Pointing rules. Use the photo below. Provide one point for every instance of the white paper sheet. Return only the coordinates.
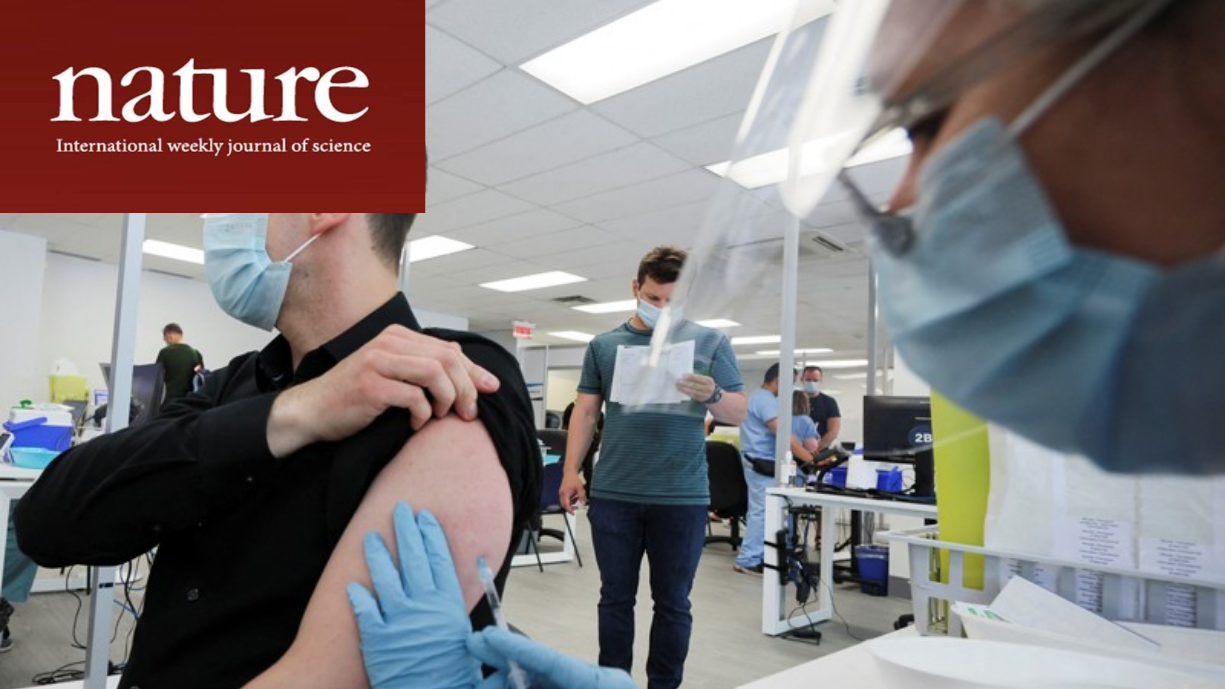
(635, 383)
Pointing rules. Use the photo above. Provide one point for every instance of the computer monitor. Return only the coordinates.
(898, 429)
(148, 388)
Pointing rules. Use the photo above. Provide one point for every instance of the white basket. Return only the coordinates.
(1127, 595)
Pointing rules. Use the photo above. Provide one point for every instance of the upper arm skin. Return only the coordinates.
(448, 467)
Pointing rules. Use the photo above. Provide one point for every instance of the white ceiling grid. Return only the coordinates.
(538, 182)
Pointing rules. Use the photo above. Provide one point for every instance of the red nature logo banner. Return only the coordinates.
(109, 106)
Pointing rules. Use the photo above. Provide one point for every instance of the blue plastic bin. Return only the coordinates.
(837, 476)
(37, 433)
(874, 569)
(888, 479)
(32, 457)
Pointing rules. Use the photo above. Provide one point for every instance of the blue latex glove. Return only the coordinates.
(545, 668)
(414, 635)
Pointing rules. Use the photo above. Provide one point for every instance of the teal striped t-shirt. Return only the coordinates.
(647, 456)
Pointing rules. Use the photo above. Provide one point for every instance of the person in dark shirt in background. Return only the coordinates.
(822, 408)
(257, 489)
(179, 363)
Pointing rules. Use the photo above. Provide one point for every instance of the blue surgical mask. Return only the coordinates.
(648, 313)
(245, 281)
(996, 309)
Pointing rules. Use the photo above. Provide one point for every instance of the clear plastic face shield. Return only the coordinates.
(843, 87)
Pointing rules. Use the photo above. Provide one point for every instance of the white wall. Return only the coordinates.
(79, 318)
(79, 313)
(21, 286)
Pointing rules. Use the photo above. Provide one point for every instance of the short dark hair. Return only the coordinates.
(662, 264)
(390, 231)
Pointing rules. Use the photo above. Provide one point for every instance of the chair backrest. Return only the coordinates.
(729, 493)
(555, 440)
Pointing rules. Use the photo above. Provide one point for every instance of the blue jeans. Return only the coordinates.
(753, 544)
(671, 536)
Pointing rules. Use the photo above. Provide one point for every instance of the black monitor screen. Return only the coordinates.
(147, 390)
(896, 427)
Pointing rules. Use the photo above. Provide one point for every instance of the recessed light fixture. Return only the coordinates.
(662, 38)
(577, 336)
(718, 323)
(840, 363)
(175, 251)
(757, 340)
(608, 307)
(538, 281)
(434, 247)
(771, 168)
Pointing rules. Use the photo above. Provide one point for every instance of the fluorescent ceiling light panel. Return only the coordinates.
(659, 39)
(809, 351)
(434, 247)
(771, 168)
(608, 307)
(573, 335)
(175, 251)
(718, 323)
(840, 363)
(538, 281)
(757, 340)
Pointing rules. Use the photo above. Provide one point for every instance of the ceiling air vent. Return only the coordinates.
(827, 244)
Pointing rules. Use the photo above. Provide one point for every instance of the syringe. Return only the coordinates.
(518, 678)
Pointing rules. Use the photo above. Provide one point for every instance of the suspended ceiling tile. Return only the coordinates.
(703, 144)
(469, 210)
(708, 91)
(600, 173)
(451, 65)
(502, 104)
(518, 226)
(556, 142)
(682, 188)
(515, 31)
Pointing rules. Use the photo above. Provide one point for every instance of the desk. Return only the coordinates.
(851, 667)
(773, 595)
(112, 683)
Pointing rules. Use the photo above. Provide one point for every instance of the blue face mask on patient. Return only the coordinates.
(245, 281)
(1078, 350)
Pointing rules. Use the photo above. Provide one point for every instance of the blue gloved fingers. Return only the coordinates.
(384, 575)
(365, 608)
(500, 679)
(414, 567)
(546, 667)
(439, 554)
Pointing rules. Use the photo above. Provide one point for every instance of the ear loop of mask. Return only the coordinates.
(300, 249)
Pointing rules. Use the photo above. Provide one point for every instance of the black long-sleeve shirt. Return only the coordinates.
(243, 537)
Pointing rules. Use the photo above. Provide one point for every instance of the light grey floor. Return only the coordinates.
(556, 607)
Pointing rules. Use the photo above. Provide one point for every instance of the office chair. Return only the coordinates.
(729, 493)
(555, 440)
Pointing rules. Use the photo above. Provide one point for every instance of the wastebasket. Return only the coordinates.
(874, 569)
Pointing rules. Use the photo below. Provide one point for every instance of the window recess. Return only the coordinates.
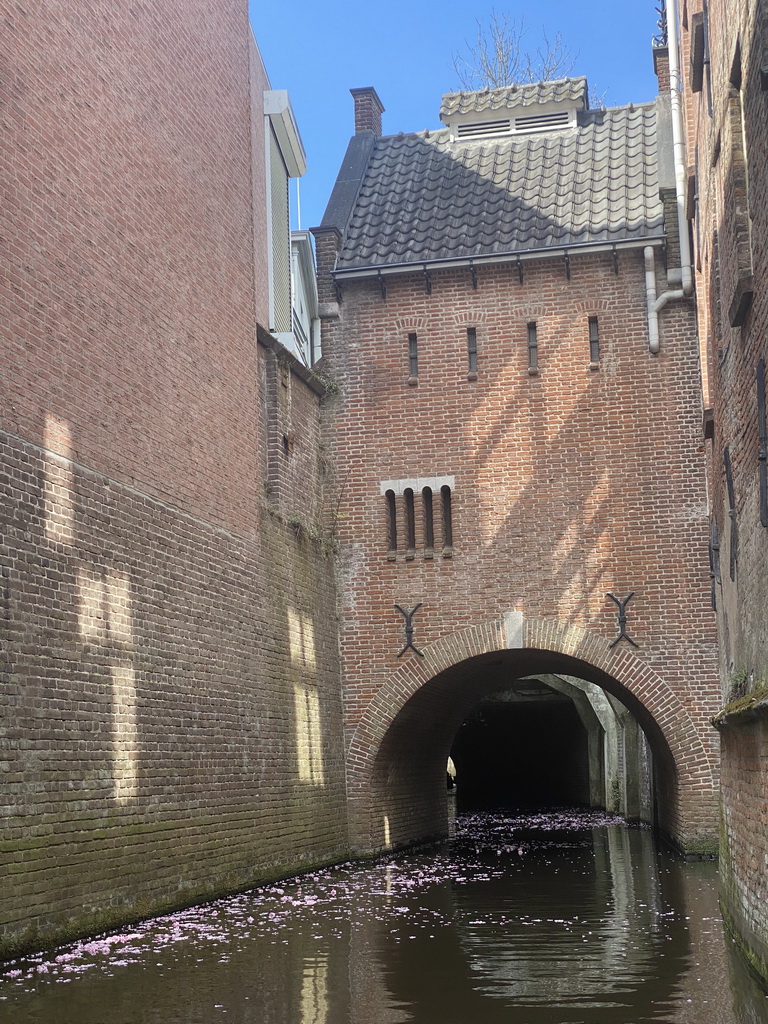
(594, 341)
(532, 348)
(472, 352)
(413, 358)
(763, 443)
(448, 521)
(417, 517)
(428, 518)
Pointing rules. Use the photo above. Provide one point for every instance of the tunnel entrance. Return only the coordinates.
(525, 748)
(548, 686)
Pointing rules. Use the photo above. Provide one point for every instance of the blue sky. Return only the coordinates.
(318, 50)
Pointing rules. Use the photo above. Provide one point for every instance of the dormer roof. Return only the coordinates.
(445, 197)
(534, 107)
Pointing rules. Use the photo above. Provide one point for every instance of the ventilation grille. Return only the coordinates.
(535, 122)
(485, 128)
(541, 122)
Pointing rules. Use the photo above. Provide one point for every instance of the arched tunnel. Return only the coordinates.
(524, 729)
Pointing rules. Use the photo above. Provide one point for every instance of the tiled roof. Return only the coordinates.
(572, 90)
(423, 198)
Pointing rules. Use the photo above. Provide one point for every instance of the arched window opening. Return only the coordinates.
(391, 522)
(448, 524)
(413, 355)
(594, 340)
(410, 522)
(532, 346)
(426, 497)
(472, 349)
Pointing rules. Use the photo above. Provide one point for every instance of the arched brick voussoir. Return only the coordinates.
(515, 632)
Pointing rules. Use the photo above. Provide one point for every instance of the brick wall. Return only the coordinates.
(569, 482)
(728, 122)
(171, 718)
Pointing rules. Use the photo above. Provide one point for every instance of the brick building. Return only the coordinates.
(517, 441)
(723, 75)
(170, 701)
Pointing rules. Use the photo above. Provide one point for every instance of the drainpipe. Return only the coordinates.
(679, 150)
(684, 276)
(655, 303)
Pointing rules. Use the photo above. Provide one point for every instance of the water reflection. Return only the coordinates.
(541, 920)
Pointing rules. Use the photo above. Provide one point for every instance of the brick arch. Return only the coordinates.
(694, 765)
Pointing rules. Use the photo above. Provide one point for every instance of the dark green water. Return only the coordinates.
(537, 920)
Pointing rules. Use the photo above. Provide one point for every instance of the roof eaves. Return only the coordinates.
(512, 256)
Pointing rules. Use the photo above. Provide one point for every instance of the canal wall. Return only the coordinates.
(566, 482)
(170, 698)
(723, 48)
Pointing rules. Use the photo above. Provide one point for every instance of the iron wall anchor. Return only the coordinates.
(409, 616)
(622, 605)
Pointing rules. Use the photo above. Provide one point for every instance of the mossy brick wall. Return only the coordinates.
(728, 123)
(171, 722)
(171, 709)
(569, 483)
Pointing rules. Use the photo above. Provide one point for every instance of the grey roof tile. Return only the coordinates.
(564, 89)
(425, 198)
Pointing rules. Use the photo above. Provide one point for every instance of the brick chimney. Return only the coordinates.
(662, 67)
(368, 111)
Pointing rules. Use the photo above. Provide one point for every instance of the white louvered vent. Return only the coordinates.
(542, 122)
(484, 128)
(518, 126)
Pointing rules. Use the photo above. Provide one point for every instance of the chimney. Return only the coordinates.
(368, 111)
(662, 68)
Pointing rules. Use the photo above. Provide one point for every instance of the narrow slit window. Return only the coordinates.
(594, 340)
(763, 443)
(426, 497)
(413, 355)
(472, 349)
(532, 346)
(410, 519)
(448, 524)
(391, 521)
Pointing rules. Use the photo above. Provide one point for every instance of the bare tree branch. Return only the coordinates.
(497, 57)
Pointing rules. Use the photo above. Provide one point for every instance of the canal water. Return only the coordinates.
(562, 918)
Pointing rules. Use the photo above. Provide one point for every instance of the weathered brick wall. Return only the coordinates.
(171, 718)
(171, 711)
(127, 214)
(569, 483)
(731, 135)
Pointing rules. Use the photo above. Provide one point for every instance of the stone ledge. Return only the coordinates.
(743, 710)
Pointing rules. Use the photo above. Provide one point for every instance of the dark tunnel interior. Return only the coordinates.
(524, 755)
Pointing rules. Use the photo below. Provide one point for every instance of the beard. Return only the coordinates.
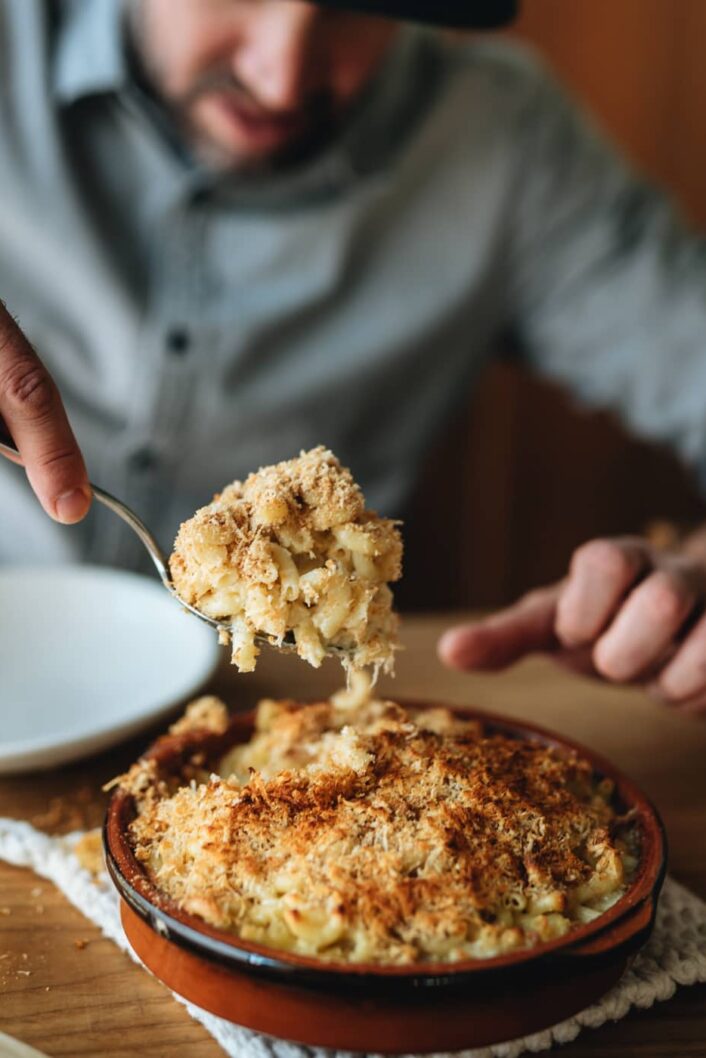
(314, 125)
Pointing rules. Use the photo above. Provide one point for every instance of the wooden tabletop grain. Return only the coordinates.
(67, 990)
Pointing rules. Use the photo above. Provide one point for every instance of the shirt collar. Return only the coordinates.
(90, 56)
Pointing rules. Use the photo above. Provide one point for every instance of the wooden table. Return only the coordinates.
(67, 990)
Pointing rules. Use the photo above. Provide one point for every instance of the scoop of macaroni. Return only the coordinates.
(382, 835)
(293, 551)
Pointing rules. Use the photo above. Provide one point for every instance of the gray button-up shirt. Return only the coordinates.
(200, 325)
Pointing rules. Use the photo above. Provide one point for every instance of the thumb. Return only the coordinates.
(34, 415)
(496, 641)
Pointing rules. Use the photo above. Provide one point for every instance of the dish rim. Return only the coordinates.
(623, 925)
(36, 752)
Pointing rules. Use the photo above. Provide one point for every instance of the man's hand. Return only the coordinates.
(32, 409)
(626, 612)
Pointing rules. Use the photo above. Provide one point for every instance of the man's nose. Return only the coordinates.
(277, 58)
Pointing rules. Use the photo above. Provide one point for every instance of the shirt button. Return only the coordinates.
(178, 341)
(142, 460)
(200, 196)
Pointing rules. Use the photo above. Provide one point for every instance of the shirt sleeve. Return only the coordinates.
(608, 288)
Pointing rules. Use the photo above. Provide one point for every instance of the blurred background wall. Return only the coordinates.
(539, 476)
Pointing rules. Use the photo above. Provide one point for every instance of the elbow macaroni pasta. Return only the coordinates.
(294, 551)
(353, 830)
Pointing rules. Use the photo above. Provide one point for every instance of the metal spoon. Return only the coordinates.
(158, 557)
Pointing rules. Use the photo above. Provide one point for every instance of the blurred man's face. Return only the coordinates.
(254, 81)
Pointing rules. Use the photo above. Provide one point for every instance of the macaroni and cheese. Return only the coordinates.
(293, 551)
(369, 833)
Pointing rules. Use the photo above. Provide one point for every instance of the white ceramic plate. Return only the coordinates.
(88, 656)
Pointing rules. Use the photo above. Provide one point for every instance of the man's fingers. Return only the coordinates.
(499, 640)
(35, 417)
(601, 572)
(685, 676)
(651, 617)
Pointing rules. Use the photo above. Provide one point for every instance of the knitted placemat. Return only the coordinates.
(674, 955)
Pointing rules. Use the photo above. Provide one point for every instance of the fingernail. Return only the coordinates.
(71, 506)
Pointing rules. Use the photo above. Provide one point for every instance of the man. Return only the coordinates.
(233, 229)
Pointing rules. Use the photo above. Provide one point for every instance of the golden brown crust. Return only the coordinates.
(379, 836)
(293, 549)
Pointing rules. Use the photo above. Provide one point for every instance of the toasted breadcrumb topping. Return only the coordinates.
(377, 834)
(293, 550)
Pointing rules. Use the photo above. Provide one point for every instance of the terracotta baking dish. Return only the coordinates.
(367, 1007)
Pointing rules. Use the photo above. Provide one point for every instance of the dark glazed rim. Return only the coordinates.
(621, 928)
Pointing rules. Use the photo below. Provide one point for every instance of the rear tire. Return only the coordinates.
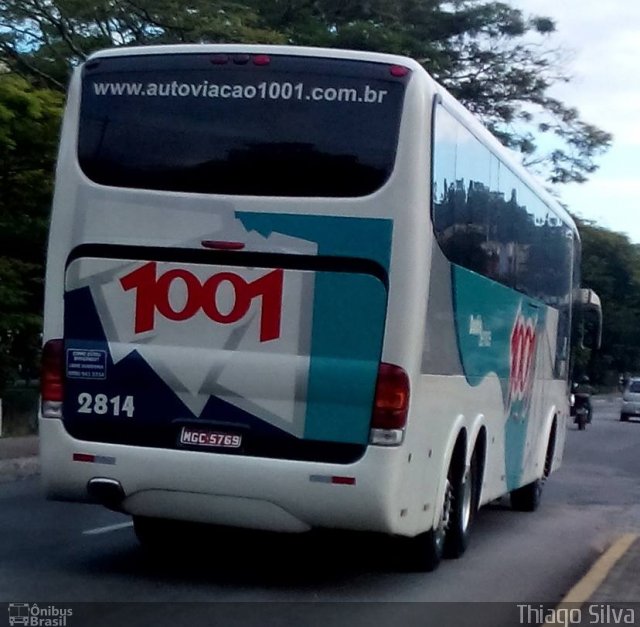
(424, 552)
(463, 510)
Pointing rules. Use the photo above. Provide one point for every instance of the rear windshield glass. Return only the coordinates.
(242, 124)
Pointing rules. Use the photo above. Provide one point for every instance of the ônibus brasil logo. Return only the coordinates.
(522, 354)
(152, 295)
(34, 615)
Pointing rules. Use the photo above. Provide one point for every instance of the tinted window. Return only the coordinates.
(489, 221)
(294, 126)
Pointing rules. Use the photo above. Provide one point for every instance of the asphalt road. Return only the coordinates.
(64, 552)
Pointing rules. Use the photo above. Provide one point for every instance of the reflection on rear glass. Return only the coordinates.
(298, 127)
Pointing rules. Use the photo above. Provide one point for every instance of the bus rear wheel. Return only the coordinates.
(424, 552)
(464, 503)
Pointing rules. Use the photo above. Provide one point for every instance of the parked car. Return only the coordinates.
(630, 400)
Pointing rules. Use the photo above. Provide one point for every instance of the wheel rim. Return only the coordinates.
(445, 517)
(467, 493)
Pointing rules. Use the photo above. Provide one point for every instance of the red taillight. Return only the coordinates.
(391, 403)
(52, 375)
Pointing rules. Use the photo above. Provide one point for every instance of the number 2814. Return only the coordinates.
(102, 405)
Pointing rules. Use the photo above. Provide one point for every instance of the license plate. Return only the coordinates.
(207, 438)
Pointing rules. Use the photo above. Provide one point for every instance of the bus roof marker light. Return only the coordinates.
(241, 59)
(261, 59)
(222, 245)
(399, 71)
(219, 59)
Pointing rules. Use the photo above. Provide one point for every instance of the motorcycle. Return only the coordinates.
(581, 410)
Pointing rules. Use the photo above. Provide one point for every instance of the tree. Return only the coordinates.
(479, 49)
(611, 266)
(29, 120)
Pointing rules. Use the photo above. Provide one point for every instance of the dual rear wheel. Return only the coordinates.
(450, 537)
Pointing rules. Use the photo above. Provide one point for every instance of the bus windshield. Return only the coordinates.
(240, 124)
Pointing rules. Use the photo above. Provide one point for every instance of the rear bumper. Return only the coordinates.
(250, 492)
(630, 407)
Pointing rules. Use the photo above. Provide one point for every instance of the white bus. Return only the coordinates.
(295, 288)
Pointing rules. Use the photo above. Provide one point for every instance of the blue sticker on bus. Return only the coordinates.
(86, 364)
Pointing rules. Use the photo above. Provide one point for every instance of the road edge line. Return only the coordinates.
(582, 591)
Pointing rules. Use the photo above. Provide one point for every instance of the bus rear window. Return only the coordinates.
(241, 125)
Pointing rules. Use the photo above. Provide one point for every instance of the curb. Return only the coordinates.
(19, 468)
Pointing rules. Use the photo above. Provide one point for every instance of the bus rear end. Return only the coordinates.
(217, 289)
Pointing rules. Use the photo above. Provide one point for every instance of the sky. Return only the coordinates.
(602, 43)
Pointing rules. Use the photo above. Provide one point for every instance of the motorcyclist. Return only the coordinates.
(582, 392)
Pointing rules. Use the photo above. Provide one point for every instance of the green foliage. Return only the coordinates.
(29, 120)
(611, 267)
(488, 54)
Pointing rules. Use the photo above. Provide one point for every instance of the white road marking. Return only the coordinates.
(107, 529)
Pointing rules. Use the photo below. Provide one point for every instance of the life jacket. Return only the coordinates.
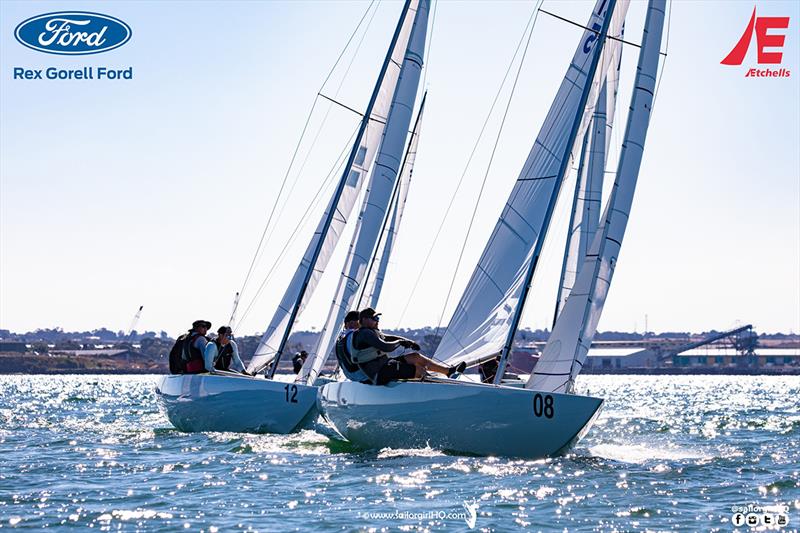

========================================================================

Pictures do not belong in the copy. Repeat exactly each line from the one with "the sky. Return only the coordinates." through the end of the listing.

= SOLUTION FOR THIS EXERCISE =
Pointing rules. Use the photo above. Provide one point for every instance of the sky. Return only the coordinates.
(602, 43)
Pointing rules. Use the photo above. Provide one point for every instance of the motorcyclist. Return only the coordinates.
(582, 392)
Pointing rules. Use the photo above. Provide one point for every instance of the green foliage. Return only the coordinates.
(29, 120)
(611, 267)
(488, 54)
Pointing rules. Use the photo above. Provide one point for every instance of the white road marking. Return only the coordinates.
(107, 529)
Pointing rules. Use the photo below. Provide one point for every instance of the life jacket. Return only the coordinates.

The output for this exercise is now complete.